* INDICACIÓN 1 *
Responde, por favor, a estas preguntas sobre el texto de Toledo:
(a) ¿En cuántos cerros está recostada Toledo?
(b) ¿Qué río ciñe esos cerros?
(c) ¿Por dónde se deslizan silenciosas las aguas?

* TEXTO PARA LEER *
El sueño del pasado

Recostada como en blandos cojines, en siete cerros que ciñe el Tajo con amor, Toledo, la amada de los godos, la virgen sarracena cuya pérdida lamentaron tantas veces los poetas musulmanes, la querida de Carlos V, en cuyos viejos muros dejaron los siglos uno tras otro el sello de su gloria, duerme hoy el sueño del pasado.
Nada turba este sueño. Las aguas se deslizan silenciosas por la florida vega; las flores del recuerdo cierran su cáliz sobre las ruinas de los desmoronados castillejos; las sombras de los que fueron yacen en calma dentro de sus tumbas.

* REGISTROS DE DATOS *
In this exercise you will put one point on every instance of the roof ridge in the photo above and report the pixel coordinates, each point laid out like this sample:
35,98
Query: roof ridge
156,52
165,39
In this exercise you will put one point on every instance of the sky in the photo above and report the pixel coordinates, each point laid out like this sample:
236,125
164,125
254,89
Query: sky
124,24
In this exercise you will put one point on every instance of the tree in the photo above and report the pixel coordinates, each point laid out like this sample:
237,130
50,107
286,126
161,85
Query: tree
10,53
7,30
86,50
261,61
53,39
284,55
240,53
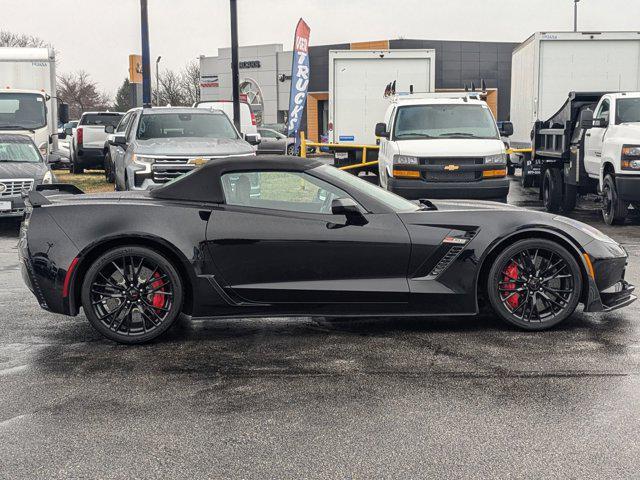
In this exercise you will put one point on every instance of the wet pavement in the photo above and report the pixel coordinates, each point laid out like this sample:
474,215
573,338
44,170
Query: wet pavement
302,398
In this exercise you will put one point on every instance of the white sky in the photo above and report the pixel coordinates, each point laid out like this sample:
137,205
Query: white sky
98,35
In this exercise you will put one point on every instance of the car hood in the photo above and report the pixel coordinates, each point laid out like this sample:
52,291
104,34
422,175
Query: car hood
451,147
10,170
193,146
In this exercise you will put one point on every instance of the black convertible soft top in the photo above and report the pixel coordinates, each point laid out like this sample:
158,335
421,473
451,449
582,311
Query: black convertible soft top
204,185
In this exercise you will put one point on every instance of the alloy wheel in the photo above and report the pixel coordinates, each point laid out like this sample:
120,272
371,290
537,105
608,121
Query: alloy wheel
132,295
536,285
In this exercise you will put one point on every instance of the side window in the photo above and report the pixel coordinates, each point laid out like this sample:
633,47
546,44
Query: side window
124,123
603,111
290,191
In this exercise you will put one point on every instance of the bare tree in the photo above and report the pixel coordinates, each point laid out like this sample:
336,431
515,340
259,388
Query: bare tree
190,80
81,93
171,89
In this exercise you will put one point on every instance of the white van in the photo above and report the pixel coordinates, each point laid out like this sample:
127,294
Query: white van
247,117
442,146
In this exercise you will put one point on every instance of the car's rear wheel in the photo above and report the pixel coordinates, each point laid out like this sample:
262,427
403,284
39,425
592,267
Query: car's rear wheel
132,294
534,284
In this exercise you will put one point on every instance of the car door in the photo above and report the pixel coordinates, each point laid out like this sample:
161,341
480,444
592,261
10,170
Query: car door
276,241
594,138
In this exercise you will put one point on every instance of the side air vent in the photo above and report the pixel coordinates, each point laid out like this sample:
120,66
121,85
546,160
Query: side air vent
445,261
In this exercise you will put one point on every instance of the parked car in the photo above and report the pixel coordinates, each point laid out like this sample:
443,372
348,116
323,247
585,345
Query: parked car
22,167
152,146
443,146
87,142
275,235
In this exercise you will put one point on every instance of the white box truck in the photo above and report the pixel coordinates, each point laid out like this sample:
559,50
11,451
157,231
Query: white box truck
549,65
28,103
357,81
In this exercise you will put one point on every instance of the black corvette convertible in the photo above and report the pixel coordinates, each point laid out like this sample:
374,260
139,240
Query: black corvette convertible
289,236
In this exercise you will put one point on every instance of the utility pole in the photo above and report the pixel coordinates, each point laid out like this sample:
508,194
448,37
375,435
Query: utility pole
146,67
158,81
235,72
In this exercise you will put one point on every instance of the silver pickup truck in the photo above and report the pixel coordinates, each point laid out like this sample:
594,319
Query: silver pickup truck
87,140
151,146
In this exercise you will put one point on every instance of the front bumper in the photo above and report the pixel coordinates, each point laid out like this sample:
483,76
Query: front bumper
628,187
485,189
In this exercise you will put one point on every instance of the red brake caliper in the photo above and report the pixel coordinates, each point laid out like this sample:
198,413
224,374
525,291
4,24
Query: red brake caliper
158,297
511,273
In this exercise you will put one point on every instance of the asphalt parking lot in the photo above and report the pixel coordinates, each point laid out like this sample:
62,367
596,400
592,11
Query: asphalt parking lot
303,398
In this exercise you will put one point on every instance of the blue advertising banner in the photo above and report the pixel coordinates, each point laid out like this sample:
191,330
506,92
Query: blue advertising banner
299,79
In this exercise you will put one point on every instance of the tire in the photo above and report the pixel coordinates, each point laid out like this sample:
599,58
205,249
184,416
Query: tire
108,169
552,190
614,210
569,198
125,314
542,304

* INDICACIÓN 2 *
Actualiza los registros desde la línea que contiene "of the asphalt" hasta el final de los registros, incluidas ambas: cambia "asphalt parking lot" por "concrete parking lot" y deja todo lo demás igual. Devuelve solo esas líneas.

* RESPUESTA COMPLETA 1 *
(a) En siete cerros.
(b) El Tajo.
(c) Por la florida vega.

* RESPUESTA COMPLETA 2 *
In this exercise you will put one point on every instance of the concrete parking lot in the photo above and report the pixel coordinates, each point laid out like this sample:
62,367
596,400
592,11
Query: concrete parking lot
303,398
In this exercise you will put one point on every instance of the blue advertising banner in the photo above and report the pixel coordinates, each point laid out like this sample:
191,330
506,92
Query: blue advertising banner
299,79
In this exercise you will put one point on every instance of the tire in the photo above and report the pixel coordinates, each point laid out like this sample:
599,58
205,249
184,416
Query: tire
108,169
552,190
614,210
569,198
125,314
542,304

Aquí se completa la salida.